- _DOCUMENT SEGMENT_:
But then there's the issue of bad cards. Years ago, I was listening to Mark Rosewater's podcast (based on the article I linked to) on this and at some point, something he said set me off and I was trying to argue with him while I was driving to work. Alas, the recording of Mark Rosewater did not magically respond to my feedback. I forget what the exact bone of contention was in that instance. Whatever it was, I think the article itself is worth a read. He responds very eloquently to the question and insightfully breaks the issue down into categories, into different explanations for why a card might seem "bad." I won't attempt to comprehensively address his categories or come up with my own. I suspect that in theory there should probably be more categories. But that's not where I'm going with this. His main points are these...
  1. Some cards will always be stronger than others, so by definition there will always be a worst card or cards.

- _DATASET_:
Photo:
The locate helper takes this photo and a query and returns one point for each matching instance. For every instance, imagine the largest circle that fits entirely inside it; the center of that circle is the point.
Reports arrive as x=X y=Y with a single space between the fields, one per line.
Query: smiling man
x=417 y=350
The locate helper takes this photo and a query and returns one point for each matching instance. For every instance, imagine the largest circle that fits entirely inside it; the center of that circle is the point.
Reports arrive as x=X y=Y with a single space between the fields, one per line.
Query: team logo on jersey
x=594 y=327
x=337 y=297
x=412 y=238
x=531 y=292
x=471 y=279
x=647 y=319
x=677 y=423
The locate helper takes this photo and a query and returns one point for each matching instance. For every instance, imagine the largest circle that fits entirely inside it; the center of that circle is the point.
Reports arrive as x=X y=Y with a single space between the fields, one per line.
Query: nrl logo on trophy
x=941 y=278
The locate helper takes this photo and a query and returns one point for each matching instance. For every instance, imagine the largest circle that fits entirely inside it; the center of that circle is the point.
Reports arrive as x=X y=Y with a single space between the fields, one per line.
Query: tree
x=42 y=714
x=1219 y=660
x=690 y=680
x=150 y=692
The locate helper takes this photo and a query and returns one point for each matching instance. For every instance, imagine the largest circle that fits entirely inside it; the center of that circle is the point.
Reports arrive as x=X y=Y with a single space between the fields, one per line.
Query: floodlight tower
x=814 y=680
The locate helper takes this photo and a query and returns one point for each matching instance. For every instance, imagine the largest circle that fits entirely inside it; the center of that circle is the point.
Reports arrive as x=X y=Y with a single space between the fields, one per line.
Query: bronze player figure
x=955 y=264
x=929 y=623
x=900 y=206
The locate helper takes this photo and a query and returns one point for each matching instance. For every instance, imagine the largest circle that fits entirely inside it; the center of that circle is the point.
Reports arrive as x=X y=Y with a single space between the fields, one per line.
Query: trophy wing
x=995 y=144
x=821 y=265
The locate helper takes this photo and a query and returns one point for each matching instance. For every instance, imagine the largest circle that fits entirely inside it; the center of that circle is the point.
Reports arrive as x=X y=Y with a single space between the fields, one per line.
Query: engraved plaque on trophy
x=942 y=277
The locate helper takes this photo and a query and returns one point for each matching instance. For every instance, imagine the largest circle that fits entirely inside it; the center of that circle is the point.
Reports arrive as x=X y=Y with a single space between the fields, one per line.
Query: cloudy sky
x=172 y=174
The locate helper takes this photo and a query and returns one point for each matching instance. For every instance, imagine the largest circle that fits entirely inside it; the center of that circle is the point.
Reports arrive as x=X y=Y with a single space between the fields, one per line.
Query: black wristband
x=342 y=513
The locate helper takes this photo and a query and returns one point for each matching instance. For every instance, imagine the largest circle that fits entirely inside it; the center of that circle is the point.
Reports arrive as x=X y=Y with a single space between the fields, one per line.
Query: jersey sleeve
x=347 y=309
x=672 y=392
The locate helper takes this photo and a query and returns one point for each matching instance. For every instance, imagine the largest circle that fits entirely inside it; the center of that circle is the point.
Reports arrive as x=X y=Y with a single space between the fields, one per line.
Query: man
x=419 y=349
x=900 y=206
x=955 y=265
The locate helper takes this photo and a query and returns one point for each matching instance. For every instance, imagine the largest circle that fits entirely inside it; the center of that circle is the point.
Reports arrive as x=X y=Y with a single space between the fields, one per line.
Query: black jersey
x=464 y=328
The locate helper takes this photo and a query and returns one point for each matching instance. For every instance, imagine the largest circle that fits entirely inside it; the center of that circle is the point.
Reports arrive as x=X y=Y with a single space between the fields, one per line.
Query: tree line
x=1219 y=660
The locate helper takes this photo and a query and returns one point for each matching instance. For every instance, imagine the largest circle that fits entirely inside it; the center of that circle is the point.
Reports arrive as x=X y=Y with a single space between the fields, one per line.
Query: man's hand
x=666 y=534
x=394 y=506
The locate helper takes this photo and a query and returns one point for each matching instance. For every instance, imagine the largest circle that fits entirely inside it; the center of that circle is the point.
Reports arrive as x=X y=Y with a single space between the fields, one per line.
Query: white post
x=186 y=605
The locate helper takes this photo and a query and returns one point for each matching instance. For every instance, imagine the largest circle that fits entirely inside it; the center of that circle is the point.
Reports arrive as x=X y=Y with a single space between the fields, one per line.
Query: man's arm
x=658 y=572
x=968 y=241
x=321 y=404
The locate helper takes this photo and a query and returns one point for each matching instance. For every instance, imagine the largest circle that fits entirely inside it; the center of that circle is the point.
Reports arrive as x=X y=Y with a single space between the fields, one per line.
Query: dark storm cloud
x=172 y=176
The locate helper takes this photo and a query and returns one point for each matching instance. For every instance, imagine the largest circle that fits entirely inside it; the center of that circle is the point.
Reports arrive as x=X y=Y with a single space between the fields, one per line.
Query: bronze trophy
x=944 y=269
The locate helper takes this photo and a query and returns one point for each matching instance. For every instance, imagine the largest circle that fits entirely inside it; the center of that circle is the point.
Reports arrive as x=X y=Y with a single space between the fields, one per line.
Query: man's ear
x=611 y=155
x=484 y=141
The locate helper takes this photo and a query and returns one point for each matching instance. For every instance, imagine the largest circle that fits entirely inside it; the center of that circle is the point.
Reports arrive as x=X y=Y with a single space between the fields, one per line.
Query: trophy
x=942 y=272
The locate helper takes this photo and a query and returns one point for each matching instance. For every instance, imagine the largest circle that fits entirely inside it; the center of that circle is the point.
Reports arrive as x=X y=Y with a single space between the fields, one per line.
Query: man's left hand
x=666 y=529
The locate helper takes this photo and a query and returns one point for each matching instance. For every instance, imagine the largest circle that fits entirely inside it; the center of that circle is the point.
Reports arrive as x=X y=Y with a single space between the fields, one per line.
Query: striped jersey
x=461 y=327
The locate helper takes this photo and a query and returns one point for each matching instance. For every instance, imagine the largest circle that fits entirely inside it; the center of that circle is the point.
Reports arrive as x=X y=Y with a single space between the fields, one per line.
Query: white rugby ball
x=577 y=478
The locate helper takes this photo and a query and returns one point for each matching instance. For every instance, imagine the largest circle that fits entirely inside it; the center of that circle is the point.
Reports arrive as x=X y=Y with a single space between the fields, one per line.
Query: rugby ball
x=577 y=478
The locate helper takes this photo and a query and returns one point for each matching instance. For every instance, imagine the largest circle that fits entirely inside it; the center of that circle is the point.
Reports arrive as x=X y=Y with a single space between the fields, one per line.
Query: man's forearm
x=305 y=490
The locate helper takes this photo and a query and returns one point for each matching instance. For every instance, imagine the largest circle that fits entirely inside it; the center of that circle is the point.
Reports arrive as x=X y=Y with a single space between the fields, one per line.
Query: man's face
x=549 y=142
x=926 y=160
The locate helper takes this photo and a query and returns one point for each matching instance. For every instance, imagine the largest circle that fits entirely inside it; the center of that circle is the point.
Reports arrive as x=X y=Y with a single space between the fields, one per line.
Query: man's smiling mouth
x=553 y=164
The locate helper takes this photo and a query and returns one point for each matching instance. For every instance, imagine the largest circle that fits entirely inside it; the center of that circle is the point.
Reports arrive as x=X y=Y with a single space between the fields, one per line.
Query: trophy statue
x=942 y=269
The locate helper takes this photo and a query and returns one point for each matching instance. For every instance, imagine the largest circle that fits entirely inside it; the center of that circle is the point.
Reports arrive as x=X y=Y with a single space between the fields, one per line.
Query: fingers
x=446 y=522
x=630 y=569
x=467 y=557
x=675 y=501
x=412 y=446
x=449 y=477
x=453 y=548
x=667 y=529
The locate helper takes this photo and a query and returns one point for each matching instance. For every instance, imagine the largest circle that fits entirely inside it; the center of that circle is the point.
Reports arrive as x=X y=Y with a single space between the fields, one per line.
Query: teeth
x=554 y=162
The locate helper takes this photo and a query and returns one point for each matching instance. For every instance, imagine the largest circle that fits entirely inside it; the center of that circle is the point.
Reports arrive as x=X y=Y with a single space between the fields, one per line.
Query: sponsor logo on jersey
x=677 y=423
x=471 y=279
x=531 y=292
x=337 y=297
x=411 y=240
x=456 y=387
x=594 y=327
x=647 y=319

- _PROBLEMS TO WORK ON_:
a) From the passage on bad cards above, reproduce word for word the part that opens with the words containing "But then there's" and closes with "points are these...".
b) In the passage on bad cards, what was the writer doing while trying to argue with the podcast recording?

- _EXPECTED RESULTS_:
a)
But then there's the issue of bad cards. Years ago, I was listening to Mark Rosewater's podcast (based on the article I linked to) on this and at some point, something he said set me off and I was trying to argue with him while I was driving to work. Alas, the recording of Mark Rosewater did not magically respond to my feedback. I forget what the exact bone of contention was in that instance. Whatever it was, I think the article itself is worth a read. He responds very eloquently to the question and insightfully breaks the issue down into categories, into different explanations for why a card might seem "bad." I won't attempt to comprehensively address his categories or come up with my own. I suspect that in theory there should probably be more categories. But that's not where I'm going with this. His main points are these...

b) Driving to work.